* **Your assignment**
Every record below needs to be printed again exactly.

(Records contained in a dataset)
Start of Block

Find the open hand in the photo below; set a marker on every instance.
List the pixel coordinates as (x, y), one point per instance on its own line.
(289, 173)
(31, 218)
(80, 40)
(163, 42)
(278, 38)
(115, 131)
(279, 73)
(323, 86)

End of Block

* **Written reply**
Find the open hand in the photo below; set a marker on every instance.
List the pixel coordinates as (x, y), one point per instance on its own line.
(289, 173)
(31, 218)
(80, 40)
(163, 42)
(278, 38)
(115, 131)
(279, 73)
(323, 86)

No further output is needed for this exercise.